> **Problem description**
Will you output all of the data below exactly, omitting the images?

> **Data to use**
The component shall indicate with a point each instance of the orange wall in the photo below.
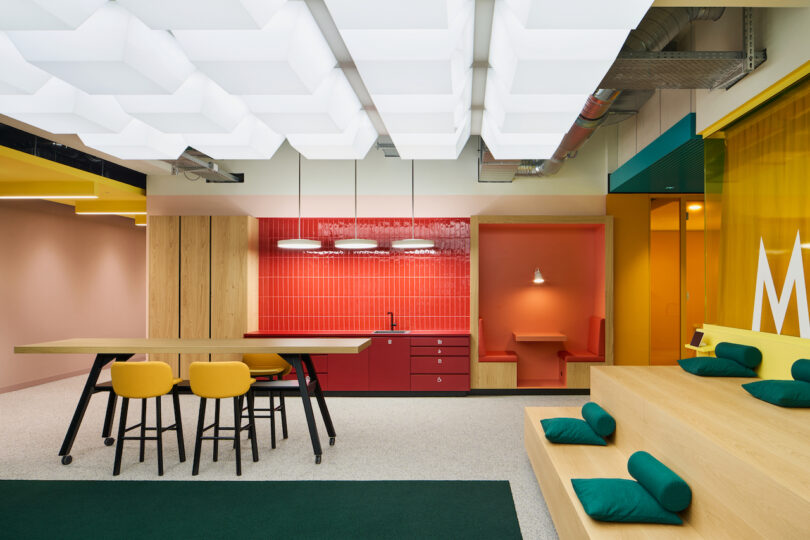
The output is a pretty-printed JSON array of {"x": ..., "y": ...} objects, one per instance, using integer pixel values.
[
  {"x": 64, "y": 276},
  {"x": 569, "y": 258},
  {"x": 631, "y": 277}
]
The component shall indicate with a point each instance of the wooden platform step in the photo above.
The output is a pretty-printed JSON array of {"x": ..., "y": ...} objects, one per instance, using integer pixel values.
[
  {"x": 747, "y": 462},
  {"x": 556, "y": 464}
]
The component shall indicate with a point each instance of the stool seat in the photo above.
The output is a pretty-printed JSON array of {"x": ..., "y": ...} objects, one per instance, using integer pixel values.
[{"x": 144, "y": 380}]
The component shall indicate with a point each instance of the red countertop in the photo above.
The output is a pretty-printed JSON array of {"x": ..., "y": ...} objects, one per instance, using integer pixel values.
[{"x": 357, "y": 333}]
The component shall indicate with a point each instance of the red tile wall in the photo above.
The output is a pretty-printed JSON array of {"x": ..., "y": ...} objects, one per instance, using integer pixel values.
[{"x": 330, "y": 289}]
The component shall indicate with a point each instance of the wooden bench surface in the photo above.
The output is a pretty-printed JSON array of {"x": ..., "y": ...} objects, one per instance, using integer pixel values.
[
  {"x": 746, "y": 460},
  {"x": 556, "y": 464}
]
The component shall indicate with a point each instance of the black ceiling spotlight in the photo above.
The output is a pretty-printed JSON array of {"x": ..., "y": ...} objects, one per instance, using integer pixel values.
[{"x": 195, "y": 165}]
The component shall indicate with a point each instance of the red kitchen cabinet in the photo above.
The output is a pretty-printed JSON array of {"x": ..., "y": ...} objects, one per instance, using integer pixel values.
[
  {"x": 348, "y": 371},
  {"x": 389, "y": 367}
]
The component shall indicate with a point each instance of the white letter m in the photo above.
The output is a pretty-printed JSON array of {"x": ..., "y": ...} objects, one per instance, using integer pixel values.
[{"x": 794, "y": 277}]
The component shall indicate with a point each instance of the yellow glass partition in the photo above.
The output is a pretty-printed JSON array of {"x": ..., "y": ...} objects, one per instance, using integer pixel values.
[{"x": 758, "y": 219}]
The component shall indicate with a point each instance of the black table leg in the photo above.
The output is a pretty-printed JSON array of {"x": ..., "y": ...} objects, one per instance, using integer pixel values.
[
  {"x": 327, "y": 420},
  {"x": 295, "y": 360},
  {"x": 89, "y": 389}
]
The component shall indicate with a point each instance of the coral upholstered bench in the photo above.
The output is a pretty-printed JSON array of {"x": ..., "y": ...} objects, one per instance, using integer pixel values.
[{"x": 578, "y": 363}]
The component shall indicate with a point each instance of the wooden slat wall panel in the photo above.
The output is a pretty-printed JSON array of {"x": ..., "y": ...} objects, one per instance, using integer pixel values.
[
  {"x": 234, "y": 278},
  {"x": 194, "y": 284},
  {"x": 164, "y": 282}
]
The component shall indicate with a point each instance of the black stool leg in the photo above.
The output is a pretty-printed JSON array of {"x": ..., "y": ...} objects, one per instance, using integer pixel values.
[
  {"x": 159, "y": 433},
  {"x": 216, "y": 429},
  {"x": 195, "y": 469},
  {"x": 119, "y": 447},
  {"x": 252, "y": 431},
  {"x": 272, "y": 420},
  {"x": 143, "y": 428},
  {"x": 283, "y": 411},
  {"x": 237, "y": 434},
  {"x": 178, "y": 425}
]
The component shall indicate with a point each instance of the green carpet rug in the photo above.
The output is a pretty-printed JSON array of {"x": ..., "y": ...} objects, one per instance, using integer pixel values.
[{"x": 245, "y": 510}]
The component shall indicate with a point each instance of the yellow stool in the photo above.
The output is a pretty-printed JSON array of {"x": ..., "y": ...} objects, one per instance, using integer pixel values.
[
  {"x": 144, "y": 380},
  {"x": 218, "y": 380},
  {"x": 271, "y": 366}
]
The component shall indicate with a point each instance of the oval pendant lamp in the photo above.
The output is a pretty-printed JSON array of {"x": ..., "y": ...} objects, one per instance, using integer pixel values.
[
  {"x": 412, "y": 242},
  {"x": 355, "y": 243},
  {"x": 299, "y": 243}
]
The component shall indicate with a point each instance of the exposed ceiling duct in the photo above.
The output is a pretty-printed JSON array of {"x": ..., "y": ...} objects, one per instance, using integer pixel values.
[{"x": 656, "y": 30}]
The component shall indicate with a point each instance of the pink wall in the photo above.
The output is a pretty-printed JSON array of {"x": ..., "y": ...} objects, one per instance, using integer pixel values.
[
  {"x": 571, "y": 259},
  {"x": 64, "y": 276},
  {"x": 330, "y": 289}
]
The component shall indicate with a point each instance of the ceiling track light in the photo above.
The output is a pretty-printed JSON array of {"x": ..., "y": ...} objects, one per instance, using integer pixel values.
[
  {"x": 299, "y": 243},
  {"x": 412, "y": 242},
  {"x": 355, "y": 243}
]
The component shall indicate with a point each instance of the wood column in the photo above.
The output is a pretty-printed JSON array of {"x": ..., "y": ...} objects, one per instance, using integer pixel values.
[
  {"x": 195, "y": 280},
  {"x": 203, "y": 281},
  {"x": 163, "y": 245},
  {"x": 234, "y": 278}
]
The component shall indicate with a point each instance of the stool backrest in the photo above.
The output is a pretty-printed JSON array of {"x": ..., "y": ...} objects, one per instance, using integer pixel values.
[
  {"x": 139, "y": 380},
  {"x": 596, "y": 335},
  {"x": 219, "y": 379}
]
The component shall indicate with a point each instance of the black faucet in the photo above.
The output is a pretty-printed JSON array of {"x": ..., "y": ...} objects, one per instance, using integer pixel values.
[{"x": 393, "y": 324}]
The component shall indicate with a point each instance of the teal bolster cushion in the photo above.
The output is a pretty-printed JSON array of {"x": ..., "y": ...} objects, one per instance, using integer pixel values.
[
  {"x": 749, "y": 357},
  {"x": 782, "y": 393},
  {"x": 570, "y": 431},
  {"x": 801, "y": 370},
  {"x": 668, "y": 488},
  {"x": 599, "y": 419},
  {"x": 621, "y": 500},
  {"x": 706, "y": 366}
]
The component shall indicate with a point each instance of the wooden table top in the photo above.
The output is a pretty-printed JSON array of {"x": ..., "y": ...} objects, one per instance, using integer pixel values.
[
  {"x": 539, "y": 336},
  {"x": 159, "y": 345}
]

> **Finished exercise**
The component shall indicate with a point each instance of the orange wall in the photo below.
The output is a pretty-printed JSON array of {"x": ..., "y": ...} objects, one per instance, using integer pixel values.
[
  {"x": 64, "y": 276},
  {"x": 569, "y": 258},
  {"x": 631, "y": 277}
]
The component shall indicate with a point each instance of the wooden platform step in the photo above.
The output is a pretty-printed JSON array of {"x": ..., "y": ...} objects, one per instance, using integer pixel values.
[
  {"x": 747, "y": 462},
  {"x": 556, "y": 464}
]
The component shall indicate with a point each instance of the stool seat in the photo above.
The output is a pretty-printed JSON array of {"x": ..., "y": ...} objects, one per instance, using integer pixel values.
[{"x": 144, "y": 380}]
The component shall indicate with a point each instance of the red countertop in the photo above.
The output is a pretty-printed JSON array of {"x": ..., "y": ...} objects, one per instance, using integer pixel values.
[{"x": 357, "y": 333}]
The component shall indicate with a point each instance of the red tile wall in the photo above.
The output is a pretty-printed JSON array of {"x": ..., "y": ...} objects, one per instance, using integer pixel values.
[{"x": 330, "y": 289}]
The component shall indicate with a point each instance of the wooden bench surface in the photo above.
The output is a pretty-printed JSON array of {"x": ..., "y": ...} objects, one per instance, using integer pixel values.
[
  {"x": 746, "y": 460},
  {"x": 556, "y": 464}
]
The component shall indicate with a point each instance of the black ceiling spotlight in the photo above.
The output is a pretty-printed JSON array of {"x": ..., "y": ...} objects, one per instance, using integer pixel values.
[{"x": 195, "y": 165}]
The component shall indicate with a point each instance of the red kitchen cabinet in the photo above.
The output is a pretty-printed JSON array of {"x": ..., "y": ...} objects, one per instance, using integer pixel values.
[
  {"x": 348, "y": 371},
  {"x": 389, "y": 367}
]
The component shall indicate with a point each instance of the white letter m in the photo above.
The output is a pretty-printed JSON array of {"x": ..., "y": ...} objects, one per instance, using integer pixel values.
[{"x": 794, "y": 277}]
The component shall indicate with a point each instance of the yellow glass partition in the photo above.
The output is a pretty-printed JSON array of {"x": ..., "y": ...} objects, one per instance, using integer pixel values.
[{"x": 758, "y": 219}]
The component shall indicate with a point each instance of the black table leg in the photo above.
The output is a pretty-printed JSON array of {"x": ..., "y": ...} objects, one per instance, using integer pixel values.
[
  {"x": 327, "y": 420},
  {"x": 295, "y": 360},
  {"x": 89, "y": 389}
]
The component shall indicate with a point each instance of the coral upholstered bench in the photo above.
The output is a pretty-printed JSON array of {"x": ..., "y": ...} objects, one per instance, using integer pixel values.
[{"x": 578, "y": 363}]
The component shall indicate with a point each instance of the wooden slat wall panel in the photo above.
The output is a pretty-printed JSON array of {"x": ..., "y": ...} objects, one per instance, using integer pixel values.
[
  {"x": 234, "y": 278},
  {"x": 194, "y": 284},
  {"x": 164, "y": 282}
]
The component shall indicate with a point each instance of the black stool leg in the photo above.
The output is a pretty-printed JSON array of {"x": ..., "y": ...} objects, one per instance, using integer pixel values.
[
  {"x": 159, "y": 433},
  {"x": 216, "y": 429},
  {"x": 195, "y": 469},
  {"x": 119, "y": 447},
  {"x": 252, "y": 431},
  {"x": 272, "y": 420},
  {"x": 143, "y": 428},
  {"x": 283, "y": 411},
  {"x": 237, "y": 434},
  {"x": 178, "y": 425}
]
The component shall indicate with a point each instance of the green carpet rug in the photo above.
The output is a pretty-printed JSON array of {"x": ..., "y": ...} objects, one per instance, using integer pixel values.
[{"x": 245, "y": 510}]
The component shall indicate with a point each instance of the yellow stool in the photo above.
The output is a pretty-printed JSON array of {"x": ..., "y": ...} objects, one per instance, using integer pixel values.
[
  {"x": 144, "y": 380},
  {"x": 218, "y": 380},
  {"x": 271, "y": 366}
]
The component shall indicate with a point each instance of the oval pendant lamp in the photo above.
The output is a pretty-printed JSON array of {"x": ..., "y": ...} objects, one per instance, using integer pixel values.
[
  {"x": 412, "y": 242},
  {"x": 355, "y": 243},
  {"x": 299, "y": 243}
]
The component shall indicate with a point each instance of the exposed ceiling duct in the photo above.
The output is a pretty-printed JSON array of {"x": ..., "y": ...} objects, one per instance, using integer pixel values.
[{"x": 656, "y": 30}]
The component shall indicate with a point each instance of the pink wall in the photo above.
The output is a pretty-printed JSON array of {"x": ..., "y": ...} objects, one per instance, using integer pixel values.
[
  {"x": 571, "y": 259},
  {"x": 64, "y": 276},
  {"x": 330, "y": 289}
]
The component shall indicate with a point each instance of the ceiling track light in the photo above.
The output is a pretty-printed JSON array of {"x": ..., "y": ...} objects, one per instance, using integer pixel values.
[
  {"x": 299, "y": 243},
  {"x": 412, "y": 242},
  {"x": 355, "y": 243}
]
The component shall indicate with a point each instance of the wood column in the photo above.
The output is a pretty-printed JSON array of {"x": ..., "y": ...} objects, one per instance, using integer pixel values.
[
  {"x": 195, "y": 280},
  {"x": 203, "y": 281},
  {"x": 163, "y": 245},
  {"x": 234, "y": 278}
]
The component shall indicate with a point each instance of the stool backrest in the photo above.
The output is a pretty-printed JSON array of {"x": ..., "y": ...} objects, one per instance, using integer pixel values.
[
  {"x": 139, "y": 380},
  {"x": 596, "y": 335},
  {"x": 219, "y": 379}
]
The component shall indicate with a point each instance of the black faucet in the photo above.
The output is a pretty-printed JSON array of {"x": ..., "y": ...} objects, one per instance, using integer pixel values.
[{"x": 393, "y": 324}]
The component shall indicate with a point each instance of the teal bolster cushion in the photo above.
The output is a pretty-printed JSON array of {"x": ..., "y": ...} objects, one per instance, using integer pixel values.
[
  {"x": 749, "y": 357},
  {"x": 782, "y": 393},
  {"x": 570, "y": 431},
  {"x": 801, "y": 370},
  {"x": 668, "y": 488},
  {"x": 599, "y": 419},
  {"x": 621, "y": 500},
  {"x": 706, "y": 366}
]
The component shall indicate with a point each instance of the wooden table top in the photo above.
The output is a pretty-printed JSON array of {"x": ..., "y": ...} objects, one per instance, using integer pixel values.
[
  {"x": 539, "y": 336},
  {"x": 159, "y": 345}
]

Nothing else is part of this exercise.